§ **What needs to be done**
Whenever the word "with" appears in a line of the data below, copy that line.
Start of Supplied records
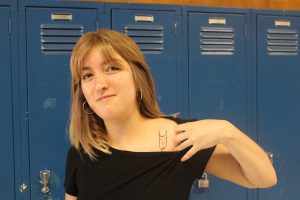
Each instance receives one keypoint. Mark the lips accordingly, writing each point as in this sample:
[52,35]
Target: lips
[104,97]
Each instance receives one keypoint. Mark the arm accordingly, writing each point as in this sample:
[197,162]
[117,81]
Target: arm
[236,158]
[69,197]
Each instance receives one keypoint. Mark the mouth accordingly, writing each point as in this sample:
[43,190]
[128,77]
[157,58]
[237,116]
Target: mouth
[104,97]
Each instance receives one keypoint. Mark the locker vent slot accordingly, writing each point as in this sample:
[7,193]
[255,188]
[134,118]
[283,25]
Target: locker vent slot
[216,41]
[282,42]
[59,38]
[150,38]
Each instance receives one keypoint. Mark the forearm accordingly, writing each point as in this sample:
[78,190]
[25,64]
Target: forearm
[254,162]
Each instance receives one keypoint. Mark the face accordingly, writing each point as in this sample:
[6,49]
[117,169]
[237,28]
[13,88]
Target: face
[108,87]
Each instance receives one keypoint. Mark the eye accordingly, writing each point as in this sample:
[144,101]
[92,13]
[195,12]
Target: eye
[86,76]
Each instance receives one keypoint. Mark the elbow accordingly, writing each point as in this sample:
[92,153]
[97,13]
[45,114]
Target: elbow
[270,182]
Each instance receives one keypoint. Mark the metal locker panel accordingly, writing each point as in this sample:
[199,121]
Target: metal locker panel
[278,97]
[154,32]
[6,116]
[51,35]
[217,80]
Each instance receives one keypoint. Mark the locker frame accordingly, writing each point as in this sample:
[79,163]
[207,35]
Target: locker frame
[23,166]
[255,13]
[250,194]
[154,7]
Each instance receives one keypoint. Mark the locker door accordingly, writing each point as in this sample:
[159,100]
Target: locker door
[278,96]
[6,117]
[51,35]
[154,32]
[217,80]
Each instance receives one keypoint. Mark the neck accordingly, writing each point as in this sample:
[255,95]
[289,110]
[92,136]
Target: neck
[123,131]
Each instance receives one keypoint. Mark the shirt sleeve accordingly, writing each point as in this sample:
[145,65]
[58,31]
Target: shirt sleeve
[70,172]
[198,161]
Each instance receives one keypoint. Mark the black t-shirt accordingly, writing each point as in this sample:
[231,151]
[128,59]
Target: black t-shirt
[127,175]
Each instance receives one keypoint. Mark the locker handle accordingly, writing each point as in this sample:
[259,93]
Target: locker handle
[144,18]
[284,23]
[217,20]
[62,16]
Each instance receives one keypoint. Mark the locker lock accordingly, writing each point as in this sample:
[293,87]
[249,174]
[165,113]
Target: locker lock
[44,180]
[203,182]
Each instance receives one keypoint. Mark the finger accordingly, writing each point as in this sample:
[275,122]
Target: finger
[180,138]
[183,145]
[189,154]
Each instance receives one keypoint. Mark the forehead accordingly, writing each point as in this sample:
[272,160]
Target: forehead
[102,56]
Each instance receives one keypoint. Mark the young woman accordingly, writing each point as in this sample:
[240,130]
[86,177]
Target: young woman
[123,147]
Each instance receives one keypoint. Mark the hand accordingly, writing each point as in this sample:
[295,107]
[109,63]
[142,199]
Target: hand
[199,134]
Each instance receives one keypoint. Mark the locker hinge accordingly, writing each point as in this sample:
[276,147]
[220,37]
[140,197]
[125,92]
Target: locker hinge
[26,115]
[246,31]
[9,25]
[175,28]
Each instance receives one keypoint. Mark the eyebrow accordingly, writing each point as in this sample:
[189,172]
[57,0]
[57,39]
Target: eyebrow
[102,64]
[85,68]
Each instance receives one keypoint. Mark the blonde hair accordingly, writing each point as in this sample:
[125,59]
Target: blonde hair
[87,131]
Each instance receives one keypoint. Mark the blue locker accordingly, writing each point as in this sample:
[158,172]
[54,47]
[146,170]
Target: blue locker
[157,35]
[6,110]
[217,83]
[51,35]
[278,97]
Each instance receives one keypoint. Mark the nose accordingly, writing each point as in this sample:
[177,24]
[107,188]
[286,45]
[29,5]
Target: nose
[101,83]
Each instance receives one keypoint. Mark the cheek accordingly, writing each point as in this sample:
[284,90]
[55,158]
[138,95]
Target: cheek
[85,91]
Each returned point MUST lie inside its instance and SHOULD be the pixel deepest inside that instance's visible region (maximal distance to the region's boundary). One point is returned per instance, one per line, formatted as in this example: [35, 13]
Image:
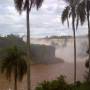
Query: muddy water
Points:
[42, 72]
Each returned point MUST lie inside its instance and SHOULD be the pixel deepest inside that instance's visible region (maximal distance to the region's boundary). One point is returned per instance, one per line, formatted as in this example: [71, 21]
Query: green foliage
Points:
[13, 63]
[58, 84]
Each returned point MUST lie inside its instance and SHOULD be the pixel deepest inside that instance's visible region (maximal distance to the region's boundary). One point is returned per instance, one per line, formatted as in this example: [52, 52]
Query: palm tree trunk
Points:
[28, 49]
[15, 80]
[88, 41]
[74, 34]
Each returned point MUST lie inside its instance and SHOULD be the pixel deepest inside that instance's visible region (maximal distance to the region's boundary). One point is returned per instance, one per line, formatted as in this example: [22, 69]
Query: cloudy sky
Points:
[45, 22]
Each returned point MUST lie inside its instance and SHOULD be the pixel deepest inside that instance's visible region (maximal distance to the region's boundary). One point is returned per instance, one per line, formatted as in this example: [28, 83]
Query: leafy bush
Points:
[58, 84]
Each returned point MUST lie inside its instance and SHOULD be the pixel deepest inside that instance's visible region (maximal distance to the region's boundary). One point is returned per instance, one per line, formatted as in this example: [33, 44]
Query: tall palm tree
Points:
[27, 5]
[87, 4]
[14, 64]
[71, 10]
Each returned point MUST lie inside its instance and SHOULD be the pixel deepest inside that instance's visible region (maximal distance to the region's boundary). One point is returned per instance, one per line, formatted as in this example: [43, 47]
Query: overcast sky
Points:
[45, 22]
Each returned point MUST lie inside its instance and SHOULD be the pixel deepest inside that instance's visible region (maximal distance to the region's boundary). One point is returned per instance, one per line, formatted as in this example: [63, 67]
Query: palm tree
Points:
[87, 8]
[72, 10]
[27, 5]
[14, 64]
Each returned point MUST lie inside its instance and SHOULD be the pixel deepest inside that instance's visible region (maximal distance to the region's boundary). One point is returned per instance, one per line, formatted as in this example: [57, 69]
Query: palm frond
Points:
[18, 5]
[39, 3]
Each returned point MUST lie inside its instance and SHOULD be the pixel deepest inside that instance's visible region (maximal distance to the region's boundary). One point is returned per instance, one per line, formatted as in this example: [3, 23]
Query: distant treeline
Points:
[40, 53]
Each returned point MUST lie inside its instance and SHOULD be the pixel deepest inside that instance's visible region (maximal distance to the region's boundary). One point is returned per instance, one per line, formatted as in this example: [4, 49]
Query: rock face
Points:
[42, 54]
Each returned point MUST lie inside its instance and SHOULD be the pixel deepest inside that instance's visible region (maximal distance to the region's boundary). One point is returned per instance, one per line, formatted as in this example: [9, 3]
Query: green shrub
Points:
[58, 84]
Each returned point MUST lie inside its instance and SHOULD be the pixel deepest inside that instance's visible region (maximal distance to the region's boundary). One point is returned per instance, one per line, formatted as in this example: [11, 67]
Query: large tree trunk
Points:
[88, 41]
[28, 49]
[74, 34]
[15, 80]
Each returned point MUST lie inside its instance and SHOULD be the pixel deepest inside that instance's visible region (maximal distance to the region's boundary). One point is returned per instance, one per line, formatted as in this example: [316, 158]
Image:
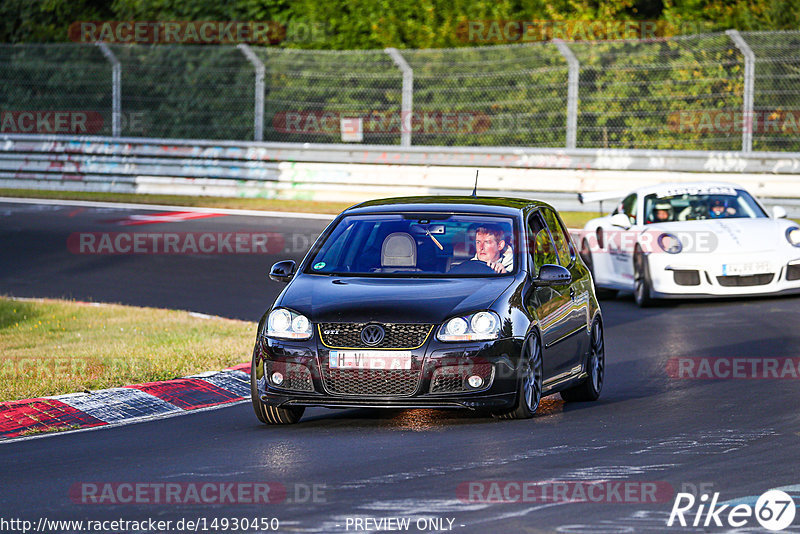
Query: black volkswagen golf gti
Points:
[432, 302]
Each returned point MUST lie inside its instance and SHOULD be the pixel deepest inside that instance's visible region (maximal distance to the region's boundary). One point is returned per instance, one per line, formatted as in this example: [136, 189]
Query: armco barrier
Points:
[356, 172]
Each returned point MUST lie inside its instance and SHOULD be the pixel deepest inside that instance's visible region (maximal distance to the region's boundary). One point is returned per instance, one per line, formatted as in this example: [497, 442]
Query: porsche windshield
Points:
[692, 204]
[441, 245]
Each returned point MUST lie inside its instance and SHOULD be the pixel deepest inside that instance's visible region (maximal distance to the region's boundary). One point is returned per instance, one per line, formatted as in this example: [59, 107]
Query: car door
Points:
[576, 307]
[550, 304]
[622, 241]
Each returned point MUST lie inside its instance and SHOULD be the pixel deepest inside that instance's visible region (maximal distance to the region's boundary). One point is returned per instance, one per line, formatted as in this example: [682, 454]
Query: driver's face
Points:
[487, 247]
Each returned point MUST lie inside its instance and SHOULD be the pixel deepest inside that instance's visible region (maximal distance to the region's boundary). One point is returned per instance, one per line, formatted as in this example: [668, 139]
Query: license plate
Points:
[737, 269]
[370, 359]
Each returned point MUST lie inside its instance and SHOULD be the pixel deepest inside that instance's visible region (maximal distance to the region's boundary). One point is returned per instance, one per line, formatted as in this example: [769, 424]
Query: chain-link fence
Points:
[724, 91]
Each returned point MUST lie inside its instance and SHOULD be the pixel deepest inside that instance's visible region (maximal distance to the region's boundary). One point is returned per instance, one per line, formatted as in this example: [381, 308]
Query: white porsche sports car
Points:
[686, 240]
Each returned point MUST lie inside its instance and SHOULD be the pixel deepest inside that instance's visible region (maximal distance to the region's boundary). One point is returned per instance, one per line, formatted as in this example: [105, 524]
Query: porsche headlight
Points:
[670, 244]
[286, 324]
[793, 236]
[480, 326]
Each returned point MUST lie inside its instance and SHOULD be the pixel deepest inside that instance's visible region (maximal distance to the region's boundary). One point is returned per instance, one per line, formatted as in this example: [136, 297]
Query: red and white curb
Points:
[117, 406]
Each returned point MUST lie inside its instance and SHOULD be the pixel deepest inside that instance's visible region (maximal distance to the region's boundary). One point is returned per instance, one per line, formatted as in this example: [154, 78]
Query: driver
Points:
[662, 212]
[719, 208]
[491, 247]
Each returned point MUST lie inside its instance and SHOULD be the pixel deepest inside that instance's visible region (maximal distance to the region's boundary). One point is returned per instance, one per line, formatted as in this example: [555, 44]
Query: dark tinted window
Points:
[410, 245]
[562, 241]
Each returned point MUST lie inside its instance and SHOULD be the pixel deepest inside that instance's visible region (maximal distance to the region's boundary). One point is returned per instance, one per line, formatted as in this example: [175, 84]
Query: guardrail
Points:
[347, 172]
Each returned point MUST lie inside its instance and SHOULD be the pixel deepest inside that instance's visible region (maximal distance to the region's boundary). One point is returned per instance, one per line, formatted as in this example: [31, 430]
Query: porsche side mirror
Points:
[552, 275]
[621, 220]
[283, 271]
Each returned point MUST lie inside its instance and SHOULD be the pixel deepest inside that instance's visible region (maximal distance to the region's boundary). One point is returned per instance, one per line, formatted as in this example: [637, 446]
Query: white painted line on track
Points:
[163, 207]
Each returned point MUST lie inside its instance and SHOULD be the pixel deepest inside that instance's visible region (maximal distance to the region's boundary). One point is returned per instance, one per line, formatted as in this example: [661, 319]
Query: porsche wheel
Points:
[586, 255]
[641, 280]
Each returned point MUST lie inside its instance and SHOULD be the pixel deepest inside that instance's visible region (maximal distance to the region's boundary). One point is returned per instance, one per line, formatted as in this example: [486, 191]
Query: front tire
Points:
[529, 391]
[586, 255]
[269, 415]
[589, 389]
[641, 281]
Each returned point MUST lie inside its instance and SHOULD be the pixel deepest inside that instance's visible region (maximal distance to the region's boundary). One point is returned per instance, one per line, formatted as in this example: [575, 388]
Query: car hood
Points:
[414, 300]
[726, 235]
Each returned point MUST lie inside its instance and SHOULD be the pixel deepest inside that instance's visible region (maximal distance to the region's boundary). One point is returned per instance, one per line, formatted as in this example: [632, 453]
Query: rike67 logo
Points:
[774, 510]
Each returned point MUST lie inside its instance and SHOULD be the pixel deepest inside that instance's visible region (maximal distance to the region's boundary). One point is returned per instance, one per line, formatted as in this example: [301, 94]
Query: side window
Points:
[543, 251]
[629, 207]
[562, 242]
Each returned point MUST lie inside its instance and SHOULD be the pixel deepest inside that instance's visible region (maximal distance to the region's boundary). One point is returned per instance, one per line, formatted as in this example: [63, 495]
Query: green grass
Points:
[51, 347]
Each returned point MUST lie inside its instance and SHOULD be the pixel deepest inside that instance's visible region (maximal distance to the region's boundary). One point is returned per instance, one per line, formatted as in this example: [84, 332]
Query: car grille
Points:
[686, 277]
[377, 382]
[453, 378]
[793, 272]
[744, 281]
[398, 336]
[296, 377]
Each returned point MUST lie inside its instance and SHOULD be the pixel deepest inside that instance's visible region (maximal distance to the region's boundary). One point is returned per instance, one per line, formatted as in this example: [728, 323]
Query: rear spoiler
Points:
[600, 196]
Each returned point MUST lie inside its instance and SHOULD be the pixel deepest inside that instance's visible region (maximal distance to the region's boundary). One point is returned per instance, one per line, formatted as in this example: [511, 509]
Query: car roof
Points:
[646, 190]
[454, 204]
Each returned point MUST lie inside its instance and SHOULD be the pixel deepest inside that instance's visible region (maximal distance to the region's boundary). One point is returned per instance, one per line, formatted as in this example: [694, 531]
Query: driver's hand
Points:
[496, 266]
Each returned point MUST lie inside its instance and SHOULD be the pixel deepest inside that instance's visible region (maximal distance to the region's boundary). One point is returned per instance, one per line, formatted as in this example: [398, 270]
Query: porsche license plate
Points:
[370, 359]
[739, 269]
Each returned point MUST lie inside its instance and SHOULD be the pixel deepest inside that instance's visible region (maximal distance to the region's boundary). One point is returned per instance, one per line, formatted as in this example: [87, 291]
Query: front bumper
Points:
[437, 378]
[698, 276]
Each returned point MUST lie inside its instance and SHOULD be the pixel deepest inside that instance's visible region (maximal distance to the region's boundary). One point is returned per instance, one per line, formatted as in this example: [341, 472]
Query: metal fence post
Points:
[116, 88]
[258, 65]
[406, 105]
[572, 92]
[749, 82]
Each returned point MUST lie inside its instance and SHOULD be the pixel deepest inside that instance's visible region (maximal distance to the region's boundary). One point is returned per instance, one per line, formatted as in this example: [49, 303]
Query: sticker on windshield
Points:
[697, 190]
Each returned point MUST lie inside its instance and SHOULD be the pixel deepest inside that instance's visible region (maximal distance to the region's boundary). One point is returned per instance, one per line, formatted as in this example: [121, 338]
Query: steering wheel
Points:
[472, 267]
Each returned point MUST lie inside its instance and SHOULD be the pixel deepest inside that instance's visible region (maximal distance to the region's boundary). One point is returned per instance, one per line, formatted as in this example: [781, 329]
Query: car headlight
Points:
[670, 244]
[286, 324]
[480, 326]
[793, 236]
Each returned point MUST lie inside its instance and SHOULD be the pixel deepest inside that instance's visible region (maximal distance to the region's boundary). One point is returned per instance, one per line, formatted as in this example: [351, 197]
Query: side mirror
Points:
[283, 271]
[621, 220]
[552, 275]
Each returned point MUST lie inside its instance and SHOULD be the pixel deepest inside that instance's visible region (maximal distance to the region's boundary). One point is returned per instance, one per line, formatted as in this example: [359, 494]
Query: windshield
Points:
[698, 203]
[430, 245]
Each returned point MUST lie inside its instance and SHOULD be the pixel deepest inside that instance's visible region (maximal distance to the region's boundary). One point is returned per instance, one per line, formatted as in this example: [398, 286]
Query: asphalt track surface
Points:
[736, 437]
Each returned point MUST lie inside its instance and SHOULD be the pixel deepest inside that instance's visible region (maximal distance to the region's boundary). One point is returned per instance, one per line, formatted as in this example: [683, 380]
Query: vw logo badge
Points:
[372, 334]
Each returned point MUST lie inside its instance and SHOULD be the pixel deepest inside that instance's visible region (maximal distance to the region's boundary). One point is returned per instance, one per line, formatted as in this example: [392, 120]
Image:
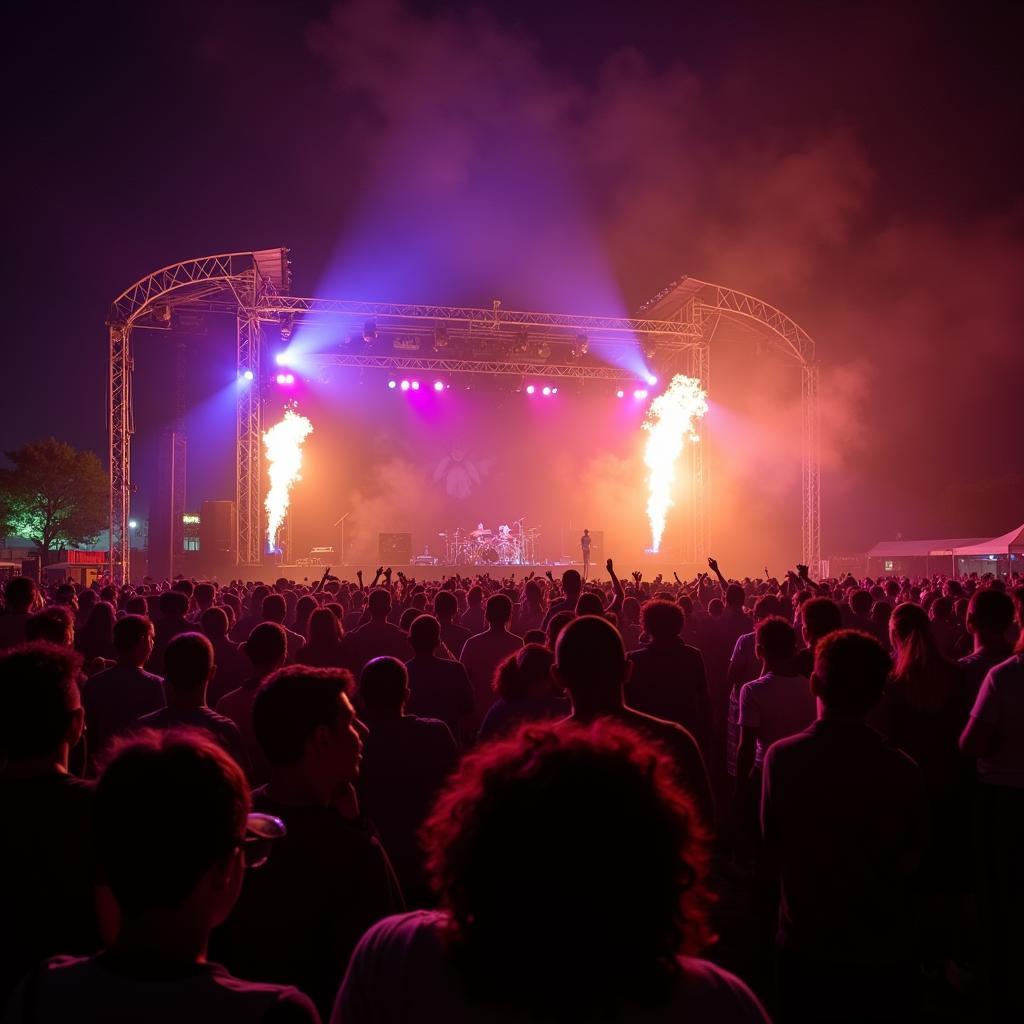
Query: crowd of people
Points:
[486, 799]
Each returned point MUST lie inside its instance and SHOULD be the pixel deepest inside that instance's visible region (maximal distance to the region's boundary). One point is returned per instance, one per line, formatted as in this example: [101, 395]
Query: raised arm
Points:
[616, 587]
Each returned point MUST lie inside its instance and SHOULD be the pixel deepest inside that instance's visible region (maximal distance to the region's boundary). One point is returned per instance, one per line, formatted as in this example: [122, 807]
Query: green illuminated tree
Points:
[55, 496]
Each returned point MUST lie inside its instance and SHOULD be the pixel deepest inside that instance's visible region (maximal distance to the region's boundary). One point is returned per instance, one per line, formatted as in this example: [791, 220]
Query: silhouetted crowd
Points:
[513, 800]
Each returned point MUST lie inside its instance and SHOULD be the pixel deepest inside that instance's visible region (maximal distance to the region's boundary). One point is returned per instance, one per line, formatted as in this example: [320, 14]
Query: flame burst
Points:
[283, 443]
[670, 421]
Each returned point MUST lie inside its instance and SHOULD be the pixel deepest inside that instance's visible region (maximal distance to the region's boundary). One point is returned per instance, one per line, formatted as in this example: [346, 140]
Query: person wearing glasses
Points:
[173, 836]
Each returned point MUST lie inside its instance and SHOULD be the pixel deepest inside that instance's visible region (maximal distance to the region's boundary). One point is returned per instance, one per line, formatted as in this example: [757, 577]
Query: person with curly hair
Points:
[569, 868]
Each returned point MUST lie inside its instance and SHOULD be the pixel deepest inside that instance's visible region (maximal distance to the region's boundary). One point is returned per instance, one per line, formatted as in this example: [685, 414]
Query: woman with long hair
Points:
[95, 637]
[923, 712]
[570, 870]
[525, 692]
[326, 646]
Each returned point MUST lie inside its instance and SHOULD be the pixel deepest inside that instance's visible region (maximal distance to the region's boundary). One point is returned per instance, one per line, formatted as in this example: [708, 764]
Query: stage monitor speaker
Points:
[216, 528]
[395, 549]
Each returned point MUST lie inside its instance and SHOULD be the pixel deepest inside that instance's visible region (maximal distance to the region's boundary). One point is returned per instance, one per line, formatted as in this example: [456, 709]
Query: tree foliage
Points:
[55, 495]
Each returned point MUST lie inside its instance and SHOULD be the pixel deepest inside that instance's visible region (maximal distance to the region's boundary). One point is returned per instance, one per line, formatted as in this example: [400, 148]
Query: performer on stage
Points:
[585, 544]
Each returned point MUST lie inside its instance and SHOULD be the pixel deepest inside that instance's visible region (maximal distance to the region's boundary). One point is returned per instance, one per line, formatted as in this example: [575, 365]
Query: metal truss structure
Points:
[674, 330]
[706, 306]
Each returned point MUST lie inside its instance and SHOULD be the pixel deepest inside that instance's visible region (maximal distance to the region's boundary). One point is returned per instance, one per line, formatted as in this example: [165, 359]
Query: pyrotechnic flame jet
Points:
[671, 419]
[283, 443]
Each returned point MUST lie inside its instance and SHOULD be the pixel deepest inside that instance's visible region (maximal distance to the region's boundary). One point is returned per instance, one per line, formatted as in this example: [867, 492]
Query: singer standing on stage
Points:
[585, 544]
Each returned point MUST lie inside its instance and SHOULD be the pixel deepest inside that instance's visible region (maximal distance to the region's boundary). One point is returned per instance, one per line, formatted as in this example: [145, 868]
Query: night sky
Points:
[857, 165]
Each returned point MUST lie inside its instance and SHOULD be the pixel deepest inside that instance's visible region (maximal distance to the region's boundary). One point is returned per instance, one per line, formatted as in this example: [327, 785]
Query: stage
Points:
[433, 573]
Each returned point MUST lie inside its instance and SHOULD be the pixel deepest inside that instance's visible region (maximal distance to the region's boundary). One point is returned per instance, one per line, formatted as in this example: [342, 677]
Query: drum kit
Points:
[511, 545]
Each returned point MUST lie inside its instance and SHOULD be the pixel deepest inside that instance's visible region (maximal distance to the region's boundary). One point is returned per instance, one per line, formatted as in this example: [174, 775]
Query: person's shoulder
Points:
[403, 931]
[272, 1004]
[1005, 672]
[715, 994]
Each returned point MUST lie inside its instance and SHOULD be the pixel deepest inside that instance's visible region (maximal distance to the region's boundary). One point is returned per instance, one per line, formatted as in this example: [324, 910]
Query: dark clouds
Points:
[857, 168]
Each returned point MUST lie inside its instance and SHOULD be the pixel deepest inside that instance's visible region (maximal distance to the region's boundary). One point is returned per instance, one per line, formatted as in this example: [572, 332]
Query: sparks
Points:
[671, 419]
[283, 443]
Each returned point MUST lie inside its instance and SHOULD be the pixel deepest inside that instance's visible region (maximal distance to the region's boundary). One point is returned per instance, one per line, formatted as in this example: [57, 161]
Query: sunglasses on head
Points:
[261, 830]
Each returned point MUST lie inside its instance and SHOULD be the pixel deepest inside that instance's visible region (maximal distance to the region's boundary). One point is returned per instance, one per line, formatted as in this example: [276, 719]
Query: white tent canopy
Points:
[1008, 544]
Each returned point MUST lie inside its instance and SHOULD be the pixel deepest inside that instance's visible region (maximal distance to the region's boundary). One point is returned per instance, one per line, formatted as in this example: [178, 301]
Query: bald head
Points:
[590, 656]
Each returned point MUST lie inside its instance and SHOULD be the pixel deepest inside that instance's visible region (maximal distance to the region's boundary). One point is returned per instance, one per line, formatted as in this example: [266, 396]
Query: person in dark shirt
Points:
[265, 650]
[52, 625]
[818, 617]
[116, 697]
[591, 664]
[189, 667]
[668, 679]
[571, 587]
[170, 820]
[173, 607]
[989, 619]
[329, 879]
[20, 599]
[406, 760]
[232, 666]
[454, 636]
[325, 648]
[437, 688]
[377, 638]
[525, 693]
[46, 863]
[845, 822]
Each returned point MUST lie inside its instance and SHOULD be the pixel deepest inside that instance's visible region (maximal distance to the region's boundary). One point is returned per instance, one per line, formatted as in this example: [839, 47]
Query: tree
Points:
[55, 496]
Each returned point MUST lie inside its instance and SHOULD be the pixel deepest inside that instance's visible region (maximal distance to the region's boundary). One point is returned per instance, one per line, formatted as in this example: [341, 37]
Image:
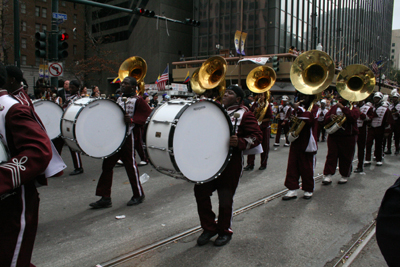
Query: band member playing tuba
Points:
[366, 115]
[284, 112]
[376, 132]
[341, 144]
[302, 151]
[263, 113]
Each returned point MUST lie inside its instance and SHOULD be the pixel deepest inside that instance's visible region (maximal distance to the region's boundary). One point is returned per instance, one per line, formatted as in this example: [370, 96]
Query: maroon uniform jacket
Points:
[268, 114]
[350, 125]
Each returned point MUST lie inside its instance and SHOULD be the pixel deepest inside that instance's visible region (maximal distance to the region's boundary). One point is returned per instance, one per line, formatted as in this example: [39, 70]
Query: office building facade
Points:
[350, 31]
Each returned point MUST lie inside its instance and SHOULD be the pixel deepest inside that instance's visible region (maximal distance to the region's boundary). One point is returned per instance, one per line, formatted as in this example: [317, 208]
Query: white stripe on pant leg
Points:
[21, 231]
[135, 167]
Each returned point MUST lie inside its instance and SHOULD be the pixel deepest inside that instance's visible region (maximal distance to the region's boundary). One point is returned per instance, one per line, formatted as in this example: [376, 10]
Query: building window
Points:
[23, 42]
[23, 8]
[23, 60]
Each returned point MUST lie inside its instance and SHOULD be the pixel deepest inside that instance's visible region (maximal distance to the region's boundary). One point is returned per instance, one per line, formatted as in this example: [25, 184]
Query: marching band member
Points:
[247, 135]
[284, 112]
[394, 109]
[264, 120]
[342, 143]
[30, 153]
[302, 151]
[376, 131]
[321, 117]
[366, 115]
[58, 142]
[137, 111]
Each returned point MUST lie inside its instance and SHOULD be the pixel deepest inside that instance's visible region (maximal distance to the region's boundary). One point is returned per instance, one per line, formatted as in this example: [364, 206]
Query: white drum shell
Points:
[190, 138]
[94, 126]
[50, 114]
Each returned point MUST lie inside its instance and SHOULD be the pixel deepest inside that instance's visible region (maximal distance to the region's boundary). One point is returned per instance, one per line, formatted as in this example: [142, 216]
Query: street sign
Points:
End of Supplied records
§ **Answer for the task**
Query: person with curly hair
Query: woman with long hair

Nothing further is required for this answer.